╔══

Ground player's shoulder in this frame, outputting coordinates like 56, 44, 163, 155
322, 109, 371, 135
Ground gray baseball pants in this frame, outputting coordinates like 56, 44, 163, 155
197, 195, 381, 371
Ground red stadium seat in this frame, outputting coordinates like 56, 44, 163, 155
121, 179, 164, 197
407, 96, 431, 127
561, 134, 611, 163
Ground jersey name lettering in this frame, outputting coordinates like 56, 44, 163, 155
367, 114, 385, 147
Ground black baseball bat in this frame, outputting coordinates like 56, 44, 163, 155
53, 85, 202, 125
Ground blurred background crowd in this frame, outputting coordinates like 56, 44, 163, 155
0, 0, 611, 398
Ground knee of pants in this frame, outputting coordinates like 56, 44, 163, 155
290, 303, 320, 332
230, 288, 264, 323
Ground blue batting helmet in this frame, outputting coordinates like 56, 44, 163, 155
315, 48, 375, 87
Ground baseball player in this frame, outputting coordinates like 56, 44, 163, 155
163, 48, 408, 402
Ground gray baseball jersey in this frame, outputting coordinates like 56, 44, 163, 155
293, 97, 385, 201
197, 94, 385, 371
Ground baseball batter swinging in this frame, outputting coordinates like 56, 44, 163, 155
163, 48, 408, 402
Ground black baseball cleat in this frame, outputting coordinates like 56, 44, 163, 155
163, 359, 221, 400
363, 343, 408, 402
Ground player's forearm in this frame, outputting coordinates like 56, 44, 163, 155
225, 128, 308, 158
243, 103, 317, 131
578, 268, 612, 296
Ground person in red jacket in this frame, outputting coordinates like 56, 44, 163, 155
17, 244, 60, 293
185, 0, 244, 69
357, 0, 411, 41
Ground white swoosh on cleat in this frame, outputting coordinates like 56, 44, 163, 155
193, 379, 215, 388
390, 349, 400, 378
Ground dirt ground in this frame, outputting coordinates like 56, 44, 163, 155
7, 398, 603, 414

╚══

- _THE PROBLEM_
Go through the records and set each one down again, unchanged.

- _FINISHED TASK_
Ground player's shoulder in this frame, outputting coordinates like 56, 44, 163, 155
322, 109, 371, 135
Ground gray baseball pants in this frame, outputting coordinates like 56, 44, 163, 155
197, 195, 381, 371
Ground red stadium seat in this frame, outputting coordinates like 56, 44, 163, 155
121, 179, 164, 197
407, 96, 431, 127
561, 134, 611, 163
Ground jersey name lettering in this frame, outputting coordinates like 56, 44, 163, 155
367, 114, 385, 147
Ground black baseball bat in this frame, outputting coordinates like 56, 44, 163, 155
53, 85, 202, 125
Ground blurred background crowd in this frame, outputting coordinates like 56, 44, 163, 155
0, 0, 611, 398
Ground knee of pants in this frame, outputting coordinates like 56, 44, 163, 155
290, 303, 320, 332
230, 288, 264, 323
Ground blue batting helmet in this frame, outputting coordinates like 56, 44, 163, 155
315, 48, 375, 87
Ground baseball player in this frame, outputting coordinates like 56, 44, 163, 155
163, 48, 408, 402
Ground gray baseball jersey in this frame, outputting coordinates like 56, 44, 163, 155
293, 97, 385, 201
197, 94, 385, 371
Ground baseball batter swinging in this frame, outputting coordinates like 56, 44, 163, 155
163, 48, 408, 402
Ground black baseball cleat in this frame, outputting coordinates like 56, 44, 163, 155
163, 359, 221, 400
363, 343, 408, 402
Ground player's forearm in this frame, outputting coordinates like 56, 44, 163, 155
225, 128, 308, 158
243, 103, 317, 131
578, 268, 612, 296
Ground person in red jacket in this frame, outputting coordinates like 56, 44, 163, 155
17, 244, 60, 293
185, 0, 244, 69
357, 0, 411, 41
Ground white swoosh on cleat in this frame, outputting coordinates like 56, 44, 163, 155
193, 379, 215, 388
390, 349, 400, 378
Ground dirt ground in this frame, outputting coordinates like 56, 44, 163, 155
7, 398, 603, 414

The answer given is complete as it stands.